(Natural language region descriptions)
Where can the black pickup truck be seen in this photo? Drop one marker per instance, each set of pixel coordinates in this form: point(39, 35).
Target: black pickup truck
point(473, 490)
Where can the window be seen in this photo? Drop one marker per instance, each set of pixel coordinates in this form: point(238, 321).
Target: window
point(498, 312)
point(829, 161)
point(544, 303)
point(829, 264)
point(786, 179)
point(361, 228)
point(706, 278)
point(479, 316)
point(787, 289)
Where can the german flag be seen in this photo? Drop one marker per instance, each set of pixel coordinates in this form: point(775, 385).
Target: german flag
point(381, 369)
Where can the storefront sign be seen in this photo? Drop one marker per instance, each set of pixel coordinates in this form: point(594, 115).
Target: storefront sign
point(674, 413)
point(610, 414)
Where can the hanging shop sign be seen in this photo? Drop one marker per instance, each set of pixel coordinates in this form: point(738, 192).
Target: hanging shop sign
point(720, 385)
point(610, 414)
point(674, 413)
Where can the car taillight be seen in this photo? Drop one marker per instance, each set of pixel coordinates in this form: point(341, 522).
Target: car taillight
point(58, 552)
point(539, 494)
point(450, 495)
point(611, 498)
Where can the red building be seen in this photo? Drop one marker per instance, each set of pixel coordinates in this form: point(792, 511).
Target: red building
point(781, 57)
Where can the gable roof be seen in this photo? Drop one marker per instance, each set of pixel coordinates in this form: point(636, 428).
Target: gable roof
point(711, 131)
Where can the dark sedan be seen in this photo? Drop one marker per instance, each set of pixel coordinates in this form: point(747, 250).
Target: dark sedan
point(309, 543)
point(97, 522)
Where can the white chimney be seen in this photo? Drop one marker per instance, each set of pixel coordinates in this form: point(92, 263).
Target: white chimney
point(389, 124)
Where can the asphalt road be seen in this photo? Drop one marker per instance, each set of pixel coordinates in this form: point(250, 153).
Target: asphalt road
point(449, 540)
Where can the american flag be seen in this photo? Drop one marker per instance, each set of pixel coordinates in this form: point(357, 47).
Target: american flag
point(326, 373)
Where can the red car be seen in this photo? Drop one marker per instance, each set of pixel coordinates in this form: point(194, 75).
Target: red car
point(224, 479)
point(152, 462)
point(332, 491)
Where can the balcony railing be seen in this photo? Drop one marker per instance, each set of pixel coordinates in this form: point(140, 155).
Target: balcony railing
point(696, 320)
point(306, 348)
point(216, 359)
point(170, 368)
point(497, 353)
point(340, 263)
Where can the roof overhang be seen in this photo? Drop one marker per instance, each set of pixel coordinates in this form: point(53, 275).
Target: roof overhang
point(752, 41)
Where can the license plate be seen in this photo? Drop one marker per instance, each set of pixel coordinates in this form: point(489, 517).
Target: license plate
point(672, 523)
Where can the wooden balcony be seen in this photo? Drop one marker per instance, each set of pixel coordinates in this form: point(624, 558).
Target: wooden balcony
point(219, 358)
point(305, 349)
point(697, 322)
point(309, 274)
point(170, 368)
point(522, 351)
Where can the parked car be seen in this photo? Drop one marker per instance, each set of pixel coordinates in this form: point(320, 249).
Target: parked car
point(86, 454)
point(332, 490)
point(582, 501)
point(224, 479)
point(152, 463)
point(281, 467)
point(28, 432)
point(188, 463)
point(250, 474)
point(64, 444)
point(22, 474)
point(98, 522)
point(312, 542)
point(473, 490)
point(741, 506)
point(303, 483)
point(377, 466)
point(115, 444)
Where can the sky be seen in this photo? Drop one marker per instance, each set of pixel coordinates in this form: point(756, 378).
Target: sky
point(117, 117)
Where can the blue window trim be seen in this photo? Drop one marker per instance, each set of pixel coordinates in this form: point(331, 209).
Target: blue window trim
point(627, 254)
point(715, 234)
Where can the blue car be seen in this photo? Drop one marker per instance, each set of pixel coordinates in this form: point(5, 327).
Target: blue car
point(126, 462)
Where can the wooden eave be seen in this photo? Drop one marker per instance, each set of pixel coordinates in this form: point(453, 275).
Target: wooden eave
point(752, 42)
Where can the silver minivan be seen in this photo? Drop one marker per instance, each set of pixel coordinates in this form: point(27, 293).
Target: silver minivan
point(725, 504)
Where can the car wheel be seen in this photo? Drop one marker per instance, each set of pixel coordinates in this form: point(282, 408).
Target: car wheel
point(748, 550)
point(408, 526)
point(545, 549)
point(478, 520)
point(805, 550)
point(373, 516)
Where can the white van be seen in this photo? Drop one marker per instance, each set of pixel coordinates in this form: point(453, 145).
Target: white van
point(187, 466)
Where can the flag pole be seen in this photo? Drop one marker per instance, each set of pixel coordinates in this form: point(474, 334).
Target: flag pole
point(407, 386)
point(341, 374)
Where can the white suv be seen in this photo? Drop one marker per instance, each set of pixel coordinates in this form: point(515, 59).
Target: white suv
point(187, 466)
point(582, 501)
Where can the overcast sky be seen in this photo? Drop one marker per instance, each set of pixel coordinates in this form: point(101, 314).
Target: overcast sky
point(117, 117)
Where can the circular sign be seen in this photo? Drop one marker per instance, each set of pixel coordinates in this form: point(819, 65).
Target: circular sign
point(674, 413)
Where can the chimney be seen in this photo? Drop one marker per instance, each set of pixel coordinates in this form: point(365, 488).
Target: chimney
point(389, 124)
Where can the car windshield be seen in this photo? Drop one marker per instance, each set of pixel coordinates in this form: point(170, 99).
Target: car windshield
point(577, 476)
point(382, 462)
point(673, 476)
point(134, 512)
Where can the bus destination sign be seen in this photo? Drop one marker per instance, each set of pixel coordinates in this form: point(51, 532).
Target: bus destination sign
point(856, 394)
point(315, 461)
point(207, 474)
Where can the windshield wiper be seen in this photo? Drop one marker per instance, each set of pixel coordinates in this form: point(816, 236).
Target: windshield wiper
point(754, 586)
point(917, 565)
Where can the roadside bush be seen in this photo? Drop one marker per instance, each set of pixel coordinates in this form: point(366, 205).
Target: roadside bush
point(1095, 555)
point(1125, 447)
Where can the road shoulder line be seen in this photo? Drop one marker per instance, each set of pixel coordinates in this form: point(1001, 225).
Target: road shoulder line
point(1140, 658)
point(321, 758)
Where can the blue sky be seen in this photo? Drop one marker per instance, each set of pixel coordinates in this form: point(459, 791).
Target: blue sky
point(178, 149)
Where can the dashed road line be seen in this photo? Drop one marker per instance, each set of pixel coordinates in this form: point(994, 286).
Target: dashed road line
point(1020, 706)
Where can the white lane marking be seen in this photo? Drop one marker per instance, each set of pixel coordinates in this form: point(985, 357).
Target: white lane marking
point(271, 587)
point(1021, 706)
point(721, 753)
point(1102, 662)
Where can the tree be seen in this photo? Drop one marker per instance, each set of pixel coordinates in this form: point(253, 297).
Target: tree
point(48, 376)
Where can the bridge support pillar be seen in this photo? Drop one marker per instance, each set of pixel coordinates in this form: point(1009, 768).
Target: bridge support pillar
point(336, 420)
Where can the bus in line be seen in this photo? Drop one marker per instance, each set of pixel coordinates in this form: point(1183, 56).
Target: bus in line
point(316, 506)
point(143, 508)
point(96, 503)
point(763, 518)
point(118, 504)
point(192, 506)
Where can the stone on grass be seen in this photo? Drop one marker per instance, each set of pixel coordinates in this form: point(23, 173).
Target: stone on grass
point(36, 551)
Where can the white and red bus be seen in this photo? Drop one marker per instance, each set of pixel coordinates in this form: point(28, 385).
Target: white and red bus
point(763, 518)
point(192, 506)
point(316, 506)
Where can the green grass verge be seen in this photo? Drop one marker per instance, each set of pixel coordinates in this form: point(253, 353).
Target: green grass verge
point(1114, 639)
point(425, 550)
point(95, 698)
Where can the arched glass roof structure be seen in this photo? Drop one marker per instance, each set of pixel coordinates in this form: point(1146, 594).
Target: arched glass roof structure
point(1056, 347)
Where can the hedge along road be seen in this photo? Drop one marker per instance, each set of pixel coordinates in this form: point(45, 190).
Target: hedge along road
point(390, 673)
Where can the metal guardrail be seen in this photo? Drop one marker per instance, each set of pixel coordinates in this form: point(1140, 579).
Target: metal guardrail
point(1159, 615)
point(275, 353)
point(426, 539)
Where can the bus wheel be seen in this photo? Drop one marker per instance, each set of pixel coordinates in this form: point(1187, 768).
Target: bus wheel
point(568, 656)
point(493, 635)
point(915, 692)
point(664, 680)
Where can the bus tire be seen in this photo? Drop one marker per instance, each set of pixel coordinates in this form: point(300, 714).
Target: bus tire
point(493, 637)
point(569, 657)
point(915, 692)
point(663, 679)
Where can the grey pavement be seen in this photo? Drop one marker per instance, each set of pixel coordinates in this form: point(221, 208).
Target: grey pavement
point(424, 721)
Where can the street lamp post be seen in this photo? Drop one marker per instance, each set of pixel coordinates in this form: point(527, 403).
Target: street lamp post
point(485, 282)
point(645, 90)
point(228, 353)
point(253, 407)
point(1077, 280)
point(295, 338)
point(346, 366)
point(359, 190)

## Work item:
In the entries above, one line contains "Where can the american" and another contains "Where can the red car". Reproduce exactly those two lines and the lines between them, nothing else.

## Reply:
Where can the american flag be seen in this photo? Drop one marker per instance, each set of pixel coordinates in this form: point(357, 47).
Target: american flag
point(326, 373)
Where can the red car be seen in this photo? Drop one marker per instance, each set of pixel coordinates in this form: point(194, 75).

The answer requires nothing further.